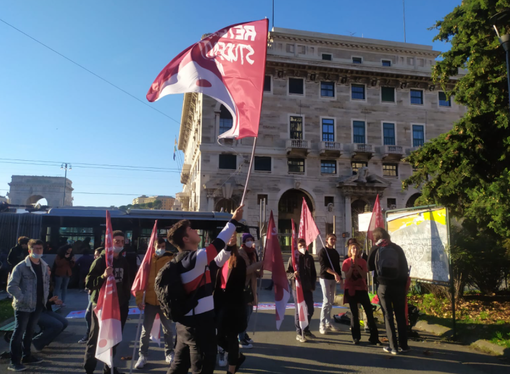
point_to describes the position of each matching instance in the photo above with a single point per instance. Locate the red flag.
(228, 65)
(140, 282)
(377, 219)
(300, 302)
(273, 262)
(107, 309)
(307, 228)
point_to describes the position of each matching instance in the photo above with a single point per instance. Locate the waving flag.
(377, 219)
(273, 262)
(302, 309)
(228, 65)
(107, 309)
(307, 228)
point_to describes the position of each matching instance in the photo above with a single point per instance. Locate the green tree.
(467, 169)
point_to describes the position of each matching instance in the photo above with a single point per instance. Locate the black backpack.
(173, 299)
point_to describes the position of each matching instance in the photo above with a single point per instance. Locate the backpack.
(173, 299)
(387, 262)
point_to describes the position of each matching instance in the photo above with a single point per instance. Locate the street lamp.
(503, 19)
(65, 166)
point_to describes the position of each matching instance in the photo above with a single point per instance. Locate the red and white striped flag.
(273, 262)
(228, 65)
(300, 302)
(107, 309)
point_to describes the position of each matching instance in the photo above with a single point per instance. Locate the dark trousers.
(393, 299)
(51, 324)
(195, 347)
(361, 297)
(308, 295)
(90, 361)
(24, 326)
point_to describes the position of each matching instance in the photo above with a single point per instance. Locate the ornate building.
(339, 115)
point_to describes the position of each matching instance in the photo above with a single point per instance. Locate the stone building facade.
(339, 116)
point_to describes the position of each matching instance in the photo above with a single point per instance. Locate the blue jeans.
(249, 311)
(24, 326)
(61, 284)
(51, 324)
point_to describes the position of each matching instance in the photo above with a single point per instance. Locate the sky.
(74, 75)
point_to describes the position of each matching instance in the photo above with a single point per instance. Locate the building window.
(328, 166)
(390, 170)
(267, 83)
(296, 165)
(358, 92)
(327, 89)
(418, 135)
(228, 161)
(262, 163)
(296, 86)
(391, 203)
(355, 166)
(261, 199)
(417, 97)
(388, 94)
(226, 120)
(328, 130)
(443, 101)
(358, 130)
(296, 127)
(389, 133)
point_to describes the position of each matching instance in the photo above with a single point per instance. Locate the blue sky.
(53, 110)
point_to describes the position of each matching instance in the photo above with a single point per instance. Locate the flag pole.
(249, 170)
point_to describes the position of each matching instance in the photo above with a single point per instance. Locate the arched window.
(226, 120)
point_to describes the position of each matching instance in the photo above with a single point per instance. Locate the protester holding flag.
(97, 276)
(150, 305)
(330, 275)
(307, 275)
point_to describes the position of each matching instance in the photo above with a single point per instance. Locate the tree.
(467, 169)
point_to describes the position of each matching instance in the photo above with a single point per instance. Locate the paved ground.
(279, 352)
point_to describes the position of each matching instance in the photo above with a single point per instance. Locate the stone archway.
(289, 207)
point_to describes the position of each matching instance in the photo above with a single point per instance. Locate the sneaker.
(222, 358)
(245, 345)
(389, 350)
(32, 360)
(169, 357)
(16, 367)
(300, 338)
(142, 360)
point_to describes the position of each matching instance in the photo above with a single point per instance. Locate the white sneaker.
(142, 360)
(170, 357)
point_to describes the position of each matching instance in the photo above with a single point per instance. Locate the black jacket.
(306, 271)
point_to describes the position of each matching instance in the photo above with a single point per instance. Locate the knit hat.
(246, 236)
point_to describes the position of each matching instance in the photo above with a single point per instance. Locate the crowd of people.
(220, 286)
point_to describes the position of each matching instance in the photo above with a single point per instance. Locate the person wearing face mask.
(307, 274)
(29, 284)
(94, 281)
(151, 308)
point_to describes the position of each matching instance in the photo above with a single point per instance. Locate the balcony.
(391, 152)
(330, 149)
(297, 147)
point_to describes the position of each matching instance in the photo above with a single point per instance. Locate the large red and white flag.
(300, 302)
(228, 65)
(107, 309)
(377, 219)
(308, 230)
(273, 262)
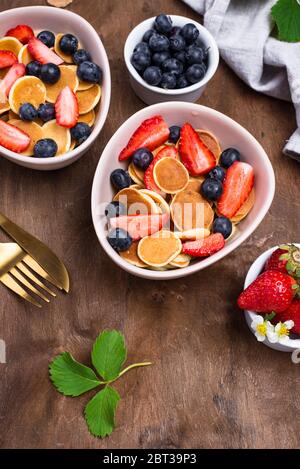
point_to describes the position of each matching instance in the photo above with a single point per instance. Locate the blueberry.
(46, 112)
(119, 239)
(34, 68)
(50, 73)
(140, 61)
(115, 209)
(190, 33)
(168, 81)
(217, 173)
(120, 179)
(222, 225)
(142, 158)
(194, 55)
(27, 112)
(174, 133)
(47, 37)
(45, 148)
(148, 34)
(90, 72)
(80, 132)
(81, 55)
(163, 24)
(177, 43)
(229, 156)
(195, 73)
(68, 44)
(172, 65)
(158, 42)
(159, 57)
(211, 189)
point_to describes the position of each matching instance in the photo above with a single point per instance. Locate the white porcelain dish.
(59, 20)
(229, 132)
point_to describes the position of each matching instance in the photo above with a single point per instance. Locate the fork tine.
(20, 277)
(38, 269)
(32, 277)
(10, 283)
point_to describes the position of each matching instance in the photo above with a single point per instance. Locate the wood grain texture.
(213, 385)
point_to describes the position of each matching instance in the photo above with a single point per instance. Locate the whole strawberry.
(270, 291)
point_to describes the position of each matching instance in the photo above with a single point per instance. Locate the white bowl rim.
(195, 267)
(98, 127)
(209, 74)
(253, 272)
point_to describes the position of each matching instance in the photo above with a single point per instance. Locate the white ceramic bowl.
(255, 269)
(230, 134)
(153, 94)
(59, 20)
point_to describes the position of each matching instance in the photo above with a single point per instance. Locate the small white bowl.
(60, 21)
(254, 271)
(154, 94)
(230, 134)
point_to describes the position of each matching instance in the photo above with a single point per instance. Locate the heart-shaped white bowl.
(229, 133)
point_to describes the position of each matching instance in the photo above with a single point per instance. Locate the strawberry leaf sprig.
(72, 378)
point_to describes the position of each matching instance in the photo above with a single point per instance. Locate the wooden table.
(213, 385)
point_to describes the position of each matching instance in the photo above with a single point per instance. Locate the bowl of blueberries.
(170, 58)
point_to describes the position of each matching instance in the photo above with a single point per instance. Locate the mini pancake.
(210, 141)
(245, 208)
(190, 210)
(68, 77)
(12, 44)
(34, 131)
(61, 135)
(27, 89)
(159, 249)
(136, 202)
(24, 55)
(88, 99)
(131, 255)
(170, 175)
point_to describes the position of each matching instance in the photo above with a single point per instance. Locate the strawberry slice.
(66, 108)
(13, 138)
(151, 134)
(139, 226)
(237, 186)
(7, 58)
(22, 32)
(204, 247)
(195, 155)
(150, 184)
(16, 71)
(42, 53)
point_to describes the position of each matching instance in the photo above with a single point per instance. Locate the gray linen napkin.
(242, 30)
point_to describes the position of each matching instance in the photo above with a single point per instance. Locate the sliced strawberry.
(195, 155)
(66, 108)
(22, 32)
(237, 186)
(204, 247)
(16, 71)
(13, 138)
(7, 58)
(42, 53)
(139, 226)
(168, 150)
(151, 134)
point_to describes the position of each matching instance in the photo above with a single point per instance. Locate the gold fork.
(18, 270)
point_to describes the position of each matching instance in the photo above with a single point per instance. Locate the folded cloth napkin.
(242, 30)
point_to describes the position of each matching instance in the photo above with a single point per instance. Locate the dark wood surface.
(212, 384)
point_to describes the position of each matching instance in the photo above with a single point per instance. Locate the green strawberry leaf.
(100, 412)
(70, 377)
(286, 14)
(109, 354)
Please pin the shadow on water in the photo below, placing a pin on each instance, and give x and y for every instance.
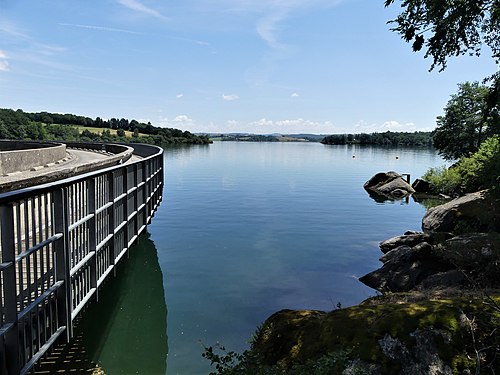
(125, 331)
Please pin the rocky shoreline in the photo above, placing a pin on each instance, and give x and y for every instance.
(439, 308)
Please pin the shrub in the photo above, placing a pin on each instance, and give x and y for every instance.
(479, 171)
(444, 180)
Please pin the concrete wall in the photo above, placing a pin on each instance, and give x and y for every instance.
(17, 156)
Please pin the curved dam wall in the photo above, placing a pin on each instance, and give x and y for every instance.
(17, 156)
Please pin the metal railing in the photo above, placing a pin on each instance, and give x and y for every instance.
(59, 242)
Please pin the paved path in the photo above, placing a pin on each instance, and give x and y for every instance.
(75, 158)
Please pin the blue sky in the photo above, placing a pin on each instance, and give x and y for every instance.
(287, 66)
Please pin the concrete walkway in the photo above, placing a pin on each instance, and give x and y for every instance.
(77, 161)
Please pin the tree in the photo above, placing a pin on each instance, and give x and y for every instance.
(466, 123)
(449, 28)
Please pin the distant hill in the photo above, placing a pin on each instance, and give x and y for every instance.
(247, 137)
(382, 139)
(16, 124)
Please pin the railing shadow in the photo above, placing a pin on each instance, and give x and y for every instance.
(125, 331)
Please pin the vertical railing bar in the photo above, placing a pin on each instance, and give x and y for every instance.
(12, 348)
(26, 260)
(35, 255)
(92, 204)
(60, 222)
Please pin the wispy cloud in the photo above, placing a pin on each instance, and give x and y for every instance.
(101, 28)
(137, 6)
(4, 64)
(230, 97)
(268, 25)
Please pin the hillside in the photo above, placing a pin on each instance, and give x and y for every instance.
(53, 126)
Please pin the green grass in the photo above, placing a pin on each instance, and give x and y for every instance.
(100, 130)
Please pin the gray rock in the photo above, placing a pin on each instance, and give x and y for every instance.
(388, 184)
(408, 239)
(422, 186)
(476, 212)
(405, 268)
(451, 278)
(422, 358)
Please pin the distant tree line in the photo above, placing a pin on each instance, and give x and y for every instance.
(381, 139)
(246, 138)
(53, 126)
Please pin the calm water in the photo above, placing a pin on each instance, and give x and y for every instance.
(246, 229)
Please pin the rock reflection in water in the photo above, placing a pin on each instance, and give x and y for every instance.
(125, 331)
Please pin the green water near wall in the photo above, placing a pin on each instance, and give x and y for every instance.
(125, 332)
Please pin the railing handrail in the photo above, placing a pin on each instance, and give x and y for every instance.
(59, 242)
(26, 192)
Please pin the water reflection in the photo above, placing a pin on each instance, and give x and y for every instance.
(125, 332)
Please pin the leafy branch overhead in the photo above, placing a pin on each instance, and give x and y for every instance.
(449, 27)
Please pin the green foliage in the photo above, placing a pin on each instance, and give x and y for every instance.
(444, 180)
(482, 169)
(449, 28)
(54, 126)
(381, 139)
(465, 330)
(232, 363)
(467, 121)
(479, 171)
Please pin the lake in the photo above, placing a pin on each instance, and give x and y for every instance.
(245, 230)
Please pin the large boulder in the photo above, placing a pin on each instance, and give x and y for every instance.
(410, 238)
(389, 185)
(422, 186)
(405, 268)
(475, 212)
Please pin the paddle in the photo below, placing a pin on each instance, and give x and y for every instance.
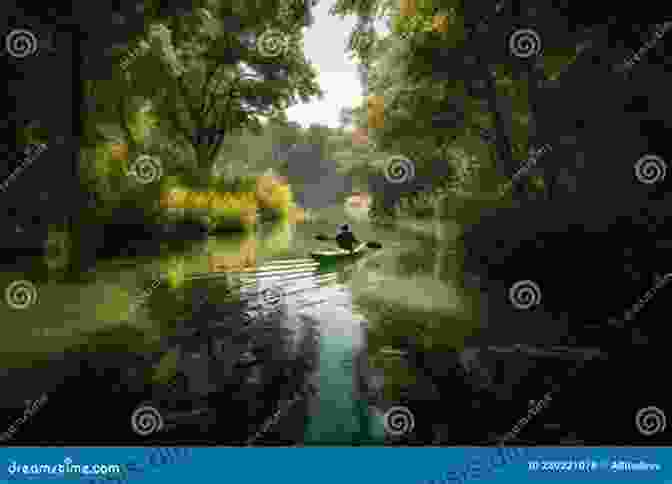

**WHAT THE TASK REQUIRES**
Exclude the pictures, and output exactly the lines from the one with "Please pin the water" through the last line of the records, both included.

**PROBLEM SOLUTION**
Please pin the water reflection in the photo above, placing a pin on each instance, and give x and y for every instance.
(125, 332)
Please pin the leafy branch overhead in the photo above, placing a pin on each instance, and give x and y for every instance.
(449, 27)
Please pin the green foliage in the photo above, placing a pin on each instance, and give x and y for every instance.
(444, 180)
(482, 169)
(449, 28)
(54, 126)
(381, 139)
(465, 330)
(232, 363)
(467, 121)
(479, 171)
Please pin the lake in the photo above, placing a pin on each instance, and give x and y for every instance.
(245, 230)
Please pin the large boulder in the photo above, placing a pin on each instance, and give x and y for every instance.
(410, 238)
(389, 185)
(422, 186)
(405, 268)
(475, 212)
Please pin the paddle in the photo below, placing a pin on each instance, and give x and y for every instance.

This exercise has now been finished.